== WHAT THE TASK ASKS ==
Filter the records below, keeping every line that contains the string "shirt", and treat uppercase and lowercase as different.

== DATA TO PROCESS ==
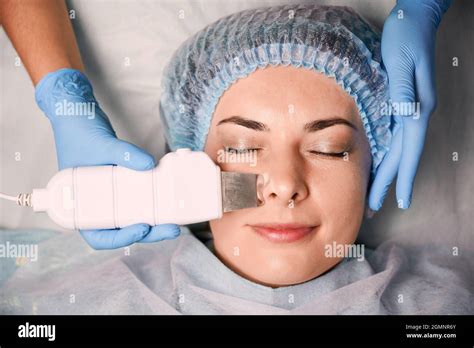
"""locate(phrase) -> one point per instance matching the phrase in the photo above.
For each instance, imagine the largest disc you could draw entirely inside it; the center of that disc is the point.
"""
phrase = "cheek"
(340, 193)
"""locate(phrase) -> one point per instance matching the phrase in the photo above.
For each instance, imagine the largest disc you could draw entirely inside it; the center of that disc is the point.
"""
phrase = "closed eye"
--
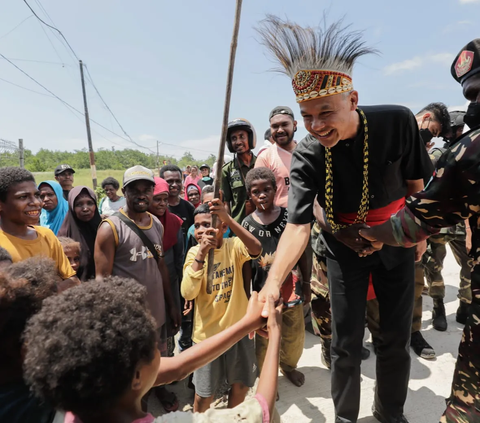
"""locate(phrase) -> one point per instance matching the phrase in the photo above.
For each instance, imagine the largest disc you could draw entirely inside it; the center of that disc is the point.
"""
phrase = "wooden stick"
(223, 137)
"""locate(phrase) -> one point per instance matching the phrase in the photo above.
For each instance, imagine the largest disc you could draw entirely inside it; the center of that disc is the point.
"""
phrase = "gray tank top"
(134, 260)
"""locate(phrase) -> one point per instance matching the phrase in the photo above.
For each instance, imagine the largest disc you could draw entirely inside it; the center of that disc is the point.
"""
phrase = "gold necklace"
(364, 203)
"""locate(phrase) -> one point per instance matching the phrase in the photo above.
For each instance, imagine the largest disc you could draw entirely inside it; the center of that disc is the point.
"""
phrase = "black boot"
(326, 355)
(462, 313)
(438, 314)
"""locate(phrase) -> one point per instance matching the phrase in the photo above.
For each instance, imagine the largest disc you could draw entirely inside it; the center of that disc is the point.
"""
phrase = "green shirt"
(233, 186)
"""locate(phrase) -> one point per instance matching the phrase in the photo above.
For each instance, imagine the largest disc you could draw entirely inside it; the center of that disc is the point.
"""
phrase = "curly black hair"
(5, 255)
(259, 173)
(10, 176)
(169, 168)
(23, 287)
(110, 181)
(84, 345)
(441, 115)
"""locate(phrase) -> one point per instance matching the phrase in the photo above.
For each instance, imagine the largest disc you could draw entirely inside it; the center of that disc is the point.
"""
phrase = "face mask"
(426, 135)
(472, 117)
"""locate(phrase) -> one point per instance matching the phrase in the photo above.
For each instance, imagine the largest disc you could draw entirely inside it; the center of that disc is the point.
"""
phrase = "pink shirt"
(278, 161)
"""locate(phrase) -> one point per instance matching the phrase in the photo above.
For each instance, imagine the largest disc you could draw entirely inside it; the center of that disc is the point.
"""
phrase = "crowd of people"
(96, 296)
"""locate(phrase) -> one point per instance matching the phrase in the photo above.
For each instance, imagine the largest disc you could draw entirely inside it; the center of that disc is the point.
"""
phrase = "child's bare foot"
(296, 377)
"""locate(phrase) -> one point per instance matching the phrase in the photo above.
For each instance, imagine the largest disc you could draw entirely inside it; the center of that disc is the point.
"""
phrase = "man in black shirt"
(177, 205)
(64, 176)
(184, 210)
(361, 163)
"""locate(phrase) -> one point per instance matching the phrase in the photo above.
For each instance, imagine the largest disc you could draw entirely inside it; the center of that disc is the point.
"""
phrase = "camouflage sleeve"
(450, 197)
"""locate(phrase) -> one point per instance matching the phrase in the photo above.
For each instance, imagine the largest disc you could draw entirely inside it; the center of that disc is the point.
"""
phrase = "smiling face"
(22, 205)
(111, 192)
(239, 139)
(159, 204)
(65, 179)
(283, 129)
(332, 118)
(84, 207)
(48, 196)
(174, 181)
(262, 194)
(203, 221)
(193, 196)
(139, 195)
==
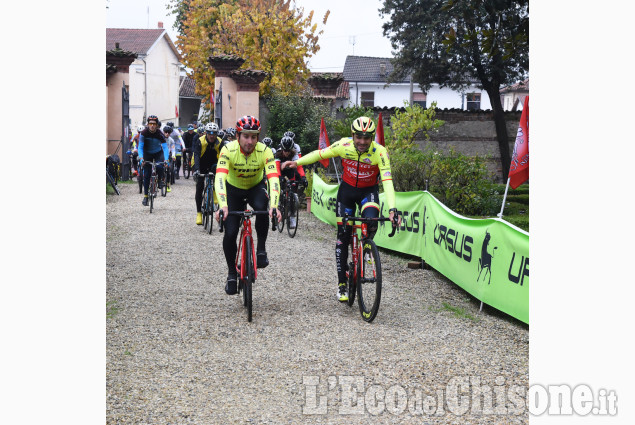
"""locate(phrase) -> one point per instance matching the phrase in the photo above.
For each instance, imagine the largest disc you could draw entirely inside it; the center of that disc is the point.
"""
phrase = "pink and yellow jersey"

== OUTPUT OF THE EXERCISE ==
phrase = "green shirt"
phrase = "pink shirt"
phrase = "man in black shirt"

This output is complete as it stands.